START SELECTED TEXT
Re: test flakiness with SocketException of broken pipe in HiveMetaStoreClient

Ryan Blue Fri, 08 Jan 2021 10:50:24 -0800

It could be that there are two separate flaky test issues with not
releasing connections in Flink and Spark. I don't think that the
HiveCatalog code has been changed much recently, which would point toward
problems elsewhere.


I think one good reason to use HiveCatalog is to catch problems like these,
where the catalog should be closed but isn't.

On Fri, Jan 8, 2021 at 9:23 AM Steven Wu <[email protected]> wrote:

> I use the try-with-resource pattern in the FLIP-27 dev branch. I saw this
> problem in Flink tests with the master branch too (although less likely).
> With the FLIP-27 dev branch and an additional DeleteReadTests, it almost
> happened 100%.
>
> Also, the Spark module (in the master branch) also has this flaky test
> problem. Like Ryan mentioned earlier, maybe some common code (or pattern)
> causes the issue. It became more flaky recently probably because there are
> more tests added.
END SELECTED TEXT
* [TASK SET]
a - In the email thread about flaky tests, write the passage from "Ryan Blue Fri, 08" up to and including "problems elsewhere." again, switching "HiveCatalog" to "HadoopCatalog".
b - In the email thread about flaky tests, which branch does Steven Wu say he uses the try-with-resource pattern in?
c - Carry on the email thread about flaky tests from the point where it stops.
START DATA PROVIDED
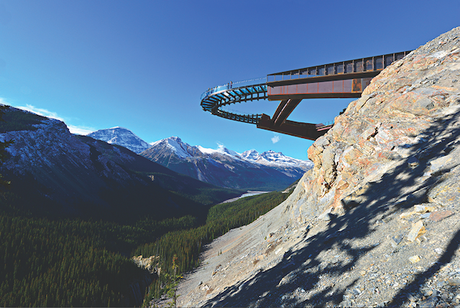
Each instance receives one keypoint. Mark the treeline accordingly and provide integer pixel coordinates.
(185, 246)
(73, 262)
(77, 262)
END DATA PROVIDED
* [OUTPUTS IN ORDER]
a -
Ryan Blue Fri, 08 Jan 2021 10:50:24 -0800

It could be that there are two separate flaky test issues with not
releasing connections in Flink and Spark. I don't think that the
HadoopCatalog code has been changed much recently, which would point toward
problems elsewhere.

b - The FLIP-27 dev branch.

c -
>
> Regardless, I still have the question if most unit tests should use
> HiveCatalog? Why not the cheaper HadoopCatalog except for tests
> specifically targeting HiveCatalog? Can that help speed up the tests?
>
> On Fri, Jan 8, 2021 at 12:06 AM OpenInx <[email protected]> wrote:
>
>> OK, there's a  try-with-resource to close the TableLoader  in
>> FlinkInputFormat [1].   so we don't have to do the extra try-with-resource
>> in PR 2051 ( I will close that).
>>
>> Under my host,  I did not reproduce your connection leak issues when
>> running TestFlinkInputFormatReaderDeletes.  Did you have any extra usage
>> about the table loader and forget to close it in your flip-27 dev branch ?
>>
>> [1].
>> https://github.com/apache/iceberg/blob/7645ceba65044184be192a7194a38729133b2e50/flink/src/main/java/org/apache/iceberg/flink/source/FlinkInputFormat.java#L77
>>
>> On Fri, Jan 8, 2021 at 3:36 PM OpenInx <[email protected]> wrote:
>>
>>> > I was able to almost 100% reproduce the HiveMetaStoreClient aborted
>>> connection problem locally with Flink tests after adding
>>> another DeleteReadTests for the new FLIP-27 source impl in my dev branch
>>>
>>> I think I found the cause why it's easy to fail.   The
>>> TestFlinkInputFormatReaderDeletes will create a new CatalogLoader [1] for
>>> loading table purposes inside the FlinkInputFormat.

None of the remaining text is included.